- _Goal of the exercise_: Turn every entry below into a JSON list of strings, one string per line, leaving out any blank lines.
* * * * * * * * *
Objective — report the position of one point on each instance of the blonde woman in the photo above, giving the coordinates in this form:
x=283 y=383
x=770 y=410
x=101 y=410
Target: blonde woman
* * * * * * * * *
- _The reply_:
[
  "Objective — report the position of one point on each instance of the blonde woman in the photo above, giving the coordinates in this form:",
  "x=283 y=383",
  "x=770 y=410",
  "x=101 y=410",
  "Target: blonde woman"
]